● **Work instructions**: Repeat the stretch of the Sennheiser Momentum headphones post from "Tuesday, 20 August" through "at high volumes.", switching each "audiophile" to "music lover".

● **Excerpted text**:
--*--

Tuesday, 20 August 2013
Sennheiser Momentum Headphones
I cannot stress the point enough, so I will start off with a bold statement: the only reason why I could have been the audiophile I have been during my twenties was my general lack of a life elsewhere. This is not the place to discuss the social life I had back then; the relevant point is that the situation allowed me to listen to music critically and often. Whereas normal people did normal people’s stuff with their spare time, my favorite pastime revolved around dimming the lights to enjoy high fidelity reproduced music delivered at high volumes.
With great powers come great responsibilities, and with time I found my dedicated music listening activities to be much more than endangered; they were extinct. It's one of life's sadder jokes, actually: by the time I could afford a decent hi-fi I could no longer afford to spend the time and use it properly.
Technology stepped in to fill the gap with the introduction of portable music players. Obviously, there's nothing new under the sun in the sense we had this portable music ability since Sony came out with its first Walkman. The key difference is that lately we found ourselves able to carry audiophile grade quality recordings on us; the question turned into how we are to make the most of this newly found ability.
The purist audiophile had her answers to this question for several years now. Step 1: Get your iPod, fill it up with uncompressed music, use a headphone amplifier, and put audiophile grade headphones atop your ears. Step 2: Avoid moving much.The more practical amongst us had to compromise, though, usually on quality. Recently, Sennheiser knocked on our door with a bold statement: we can be practical without compromising sound quality. We can use Sennheiser Momentum headphones.

--*--

● **Extracted material**:
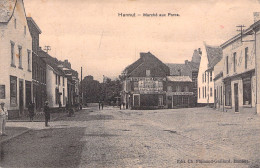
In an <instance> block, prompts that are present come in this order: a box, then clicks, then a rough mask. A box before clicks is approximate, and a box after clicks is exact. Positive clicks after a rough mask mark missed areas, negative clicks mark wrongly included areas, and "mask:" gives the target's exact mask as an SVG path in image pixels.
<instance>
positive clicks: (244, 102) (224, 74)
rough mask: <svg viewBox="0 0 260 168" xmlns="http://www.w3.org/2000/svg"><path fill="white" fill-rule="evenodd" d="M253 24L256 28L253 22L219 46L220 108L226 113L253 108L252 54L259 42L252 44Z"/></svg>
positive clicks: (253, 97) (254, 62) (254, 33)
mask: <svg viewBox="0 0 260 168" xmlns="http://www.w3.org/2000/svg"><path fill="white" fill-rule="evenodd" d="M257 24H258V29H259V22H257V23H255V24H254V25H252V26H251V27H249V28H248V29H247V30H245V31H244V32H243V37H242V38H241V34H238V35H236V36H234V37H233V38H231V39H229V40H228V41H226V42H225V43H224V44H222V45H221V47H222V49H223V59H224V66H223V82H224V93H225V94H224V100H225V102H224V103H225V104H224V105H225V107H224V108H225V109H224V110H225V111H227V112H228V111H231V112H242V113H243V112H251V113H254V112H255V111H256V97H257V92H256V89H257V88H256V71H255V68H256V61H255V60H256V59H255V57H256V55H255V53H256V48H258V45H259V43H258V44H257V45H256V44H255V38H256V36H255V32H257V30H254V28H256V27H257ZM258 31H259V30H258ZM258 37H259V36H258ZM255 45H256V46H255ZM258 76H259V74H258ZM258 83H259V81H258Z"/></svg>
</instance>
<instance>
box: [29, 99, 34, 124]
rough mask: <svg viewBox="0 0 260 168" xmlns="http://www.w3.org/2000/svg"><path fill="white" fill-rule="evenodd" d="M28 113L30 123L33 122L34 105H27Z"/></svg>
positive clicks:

--*--

● **Result**:
Tuesday, 20 August 2013
Sennheiser Momentum Headphones
I cannot stress the point enough, so I will start off with a bold statement: the only reason why I could have been the music lover I have been during my twenties was my general lack of a life elsewhere. This is not the place to discuss the social life I had back then; the relevant point is that the situation allowed me to listen to music critically and often. Whereas normal people did normal people’s stuff with their spare time, my favorite pastime revolved around dimming the lights to enjoy high fidelity reproduced music delivered at high volumes.